WHAT THE TASK ASKS –
Whichever lines include the word "match", copy them as they appear in the data.

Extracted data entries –
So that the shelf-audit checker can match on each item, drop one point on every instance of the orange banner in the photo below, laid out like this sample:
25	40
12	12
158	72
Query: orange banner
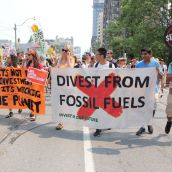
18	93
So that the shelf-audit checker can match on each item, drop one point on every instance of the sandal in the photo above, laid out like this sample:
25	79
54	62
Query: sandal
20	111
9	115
--
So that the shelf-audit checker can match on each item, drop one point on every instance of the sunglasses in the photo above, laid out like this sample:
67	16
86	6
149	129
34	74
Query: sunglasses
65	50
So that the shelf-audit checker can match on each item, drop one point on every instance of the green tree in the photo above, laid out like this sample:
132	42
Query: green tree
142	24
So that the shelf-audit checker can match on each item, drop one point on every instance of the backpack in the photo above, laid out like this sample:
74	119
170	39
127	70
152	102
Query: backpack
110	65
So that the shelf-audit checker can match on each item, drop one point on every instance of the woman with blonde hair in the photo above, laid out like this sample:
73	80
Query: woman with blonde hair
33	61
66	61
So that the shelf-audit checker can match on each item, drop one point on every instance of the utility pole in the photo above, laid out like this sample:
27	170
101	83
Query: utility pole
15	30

EXERCISE OUTPUT –
So that the shelf-audit checker can match on each item, drop one point on every instance of the orange banner in the photo below, laid out like this sample:
So that the shelf-audit checker can match on each item, drop one point on every instance of the sandal in the photo above, laid out like this sample:
So that the shelf-audit checker can match on each item, drop one point on every instance of the sunglasses in the photo above, laid out like this sample:
So that the shelf-audit checker can match on each item, drop one point on every instance of the green tree in the photo above, laid out like this sample:
So that the shelf-audit checker can match on each item, drop one point on every instance of the backpack in the photo above, laid out like this sample:
So that the shelf-audit checker can match on each item, drop one point on every instance of the woman with blonde hair in the photo above, laid out like this sample:
So that the shelf-audit checker can match on each item, drop one point on every instance of the utility pole in the photo above, laid out like this sample:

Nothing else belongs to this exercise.